#### 設定課題 1:
住宅ローン控除の引用文によると、単身赴任の場合に控除を続けて受けられるのはどのような場合か。一、二文で説明せよ。
#### 設定課題 2:
住宅ローン控除の引用文のうち、「転勤が多い職業の方でも」で始まる段落を、主な内容を保ったまま短くまとめ直せ。
#### 設定課題 3:
住宅ローン控除の引用文を、最後の文のあとから引き継いで書き進めよ。

#### 引用文:
....
転勤購入中古戸建ての住宅ローン控除の基本
転勤が多い職業の方でも、中古戸建ての購入時に住宅ローン控除を受けることは可能です。ただし、転勤のタイミングや家族の居住状況によって控除の扱いが異なります。この記事では、転勤前提で中古戸建てを購入する際の住宅ローン控除の仕組みを解説します。
この記事の結論を先にまとめると、以下の通りです。
- 単身赴任で配偶者や扶養親族が居住継続する場合、住宅ローン控除は継続適用可能
- 家族全員で転勤する場合、事前届出により転勤終了後の再適用が可能
- 転勤中に賃貸に出すと再適用できない可能性が高い
- 1982年以前建築の中古戸建ては耐震基準適合証明書等が必要
- 確定申告と税務署への届出期限を守ることが重要
(1) 控除率0.7%・最大10年間
国税庁「No.1211-3 中古住宅を取得し、令和4年以降に居住の用に供した場合」によれば、中古戸建ての購入時には以下の条件で住宅ローン控除を受けられます。
....
#### 資料:

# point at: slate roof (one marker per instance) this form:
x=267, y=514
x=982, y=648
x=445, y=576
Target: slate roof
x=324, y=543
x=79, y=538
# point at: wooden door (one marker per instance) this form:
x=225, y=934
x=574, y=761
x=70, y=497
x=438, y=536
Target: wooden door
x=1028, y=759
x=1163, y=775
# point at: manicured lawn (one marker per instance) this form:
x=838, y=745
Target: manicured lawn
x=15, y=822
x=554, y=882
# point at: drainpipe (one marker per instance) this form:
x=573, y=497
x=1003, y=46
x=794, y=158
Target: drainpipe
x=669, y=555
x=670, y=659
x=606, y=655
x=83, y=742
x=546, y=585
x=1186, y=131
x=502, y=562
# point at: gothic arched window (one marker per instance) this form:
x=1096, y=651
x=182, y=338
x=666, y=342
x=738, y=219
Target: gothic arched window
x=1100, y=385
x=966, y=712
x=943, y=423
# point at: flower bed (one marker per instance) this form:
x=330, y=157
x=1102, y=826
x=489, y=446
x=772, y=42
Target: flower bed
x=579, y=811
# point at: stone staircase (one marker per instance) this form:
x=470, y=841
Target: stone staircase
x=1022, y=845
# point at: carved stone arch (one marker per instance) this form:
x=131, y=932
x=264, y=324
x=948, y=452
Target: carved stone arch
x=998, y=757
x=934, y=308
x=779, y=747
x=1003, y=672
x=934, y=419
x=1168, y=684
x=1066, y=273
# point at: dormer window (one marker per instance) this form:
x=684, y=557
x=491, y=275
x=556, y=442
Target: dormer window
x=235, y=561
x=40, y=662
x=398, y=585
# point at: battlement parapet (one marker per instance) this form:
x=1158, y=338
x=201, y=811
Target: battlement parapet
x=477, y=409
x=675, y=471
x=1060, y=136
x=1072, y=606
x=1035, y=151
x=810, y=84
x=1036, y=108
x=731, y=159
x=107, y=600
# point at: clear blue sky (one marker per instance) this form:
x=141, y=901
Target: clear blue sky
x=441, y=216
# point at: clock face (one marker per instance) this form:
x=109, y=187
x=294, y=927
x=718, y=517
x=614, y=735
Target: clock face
....
#### 解答 1:
単身赴任の場合でも、配偶者や扶養親族がその中古戸建てに住み続けていれば、住宅ローン控除は継続して適用できる。

#### 解答 2:
転勤の多い人でも中古戸建て購入時に住宅ローン控除は受けられるが、転勤の時期や家族の居住状況で扱いが変わる。本記事は転勤前提で購入する場合の控除の仕組みを説明する。

#### 解答 3:
- 控除率: 年末ローン残高の0.7%
- 控除期間: 最大10年間
- 控除方法: 所得税から控除、控除しきれない額は住民税から控除(上限97,500円/年)
転勤が予定されている場合でも、購入時に居住を開始すれば控除を受けられます。
(2) 借入限度額2000万円(一般中古)
中古戸建ての借入限度額は物件の種類により異なります。
物件種類 | 借入限度額 | 最大控除額(10年間) |
---|---|---|
一般中古 | 2,000万円 | 140万円 |
買取再販 | 3,000万円 | 210万円 |
「買取再販」とは、宅建業者が取得・リフォームして2年以内に販売した物件を指します。転勤前提で購入する場合でも、この限度額は同じです。
(3) 居住要件の基本
住宅ローン控除を受けるには、取得日から6か月以内に居住を開始し、控除を受ける年の12月31日まで引き続き居住していることが原則です。ただし、国税庁「No.1234 転勤と住宅借入金等特別控除等」によれば、転勤等のやむを得ない事情については特例が設けられています。
2. 転勤時の住宅ローン控除の扱い
(1) やむを得ない事情による特例
国税庁「No.1234 転勤と住宅借入金等特別控除等」によれば、転勤命令による転居は「やむを得ない事情」として特例が適用されます。この特例により、以下の2パターンで住宅ローン控除を継続または再適用できます。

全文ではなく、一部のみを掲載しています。